§ EXERCISE:
The records below are to be copied exactly, with every picture left out.

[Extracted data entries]
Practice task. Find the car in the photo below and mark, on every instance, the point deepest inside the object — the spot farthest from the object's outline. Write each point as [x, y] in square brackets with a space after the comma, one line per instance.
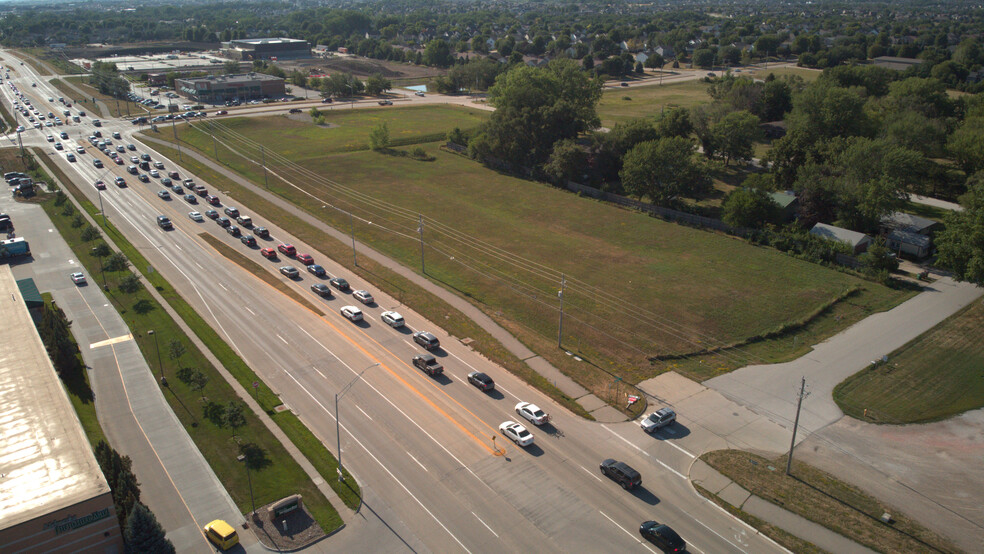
[321, 289]
[428, 364]
[427, 340]
[532, 413]
[393, 319]
[516, 433]
[351, 313]
[339, 283]
[621, 473]
[658, 419]
[662, 536]
[481, 380]
[305, 259]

§ YOUR SOLUTION:
Practice task. Find the car in the photo below and mark, on every instance, the point deepest inside the object — the spot farthest from the object's outline. Write each point as [x, y] in square brackets with a space after the comma, one line per instance.
[321, 289]
[428, 364]
[427, 340]
[532, 413]
[393, 319]
[516, 433]
[351, 313]
[339, 283]
[621, 473]
[658, 419]
[662, 536]
[481, 380]
[305, 259]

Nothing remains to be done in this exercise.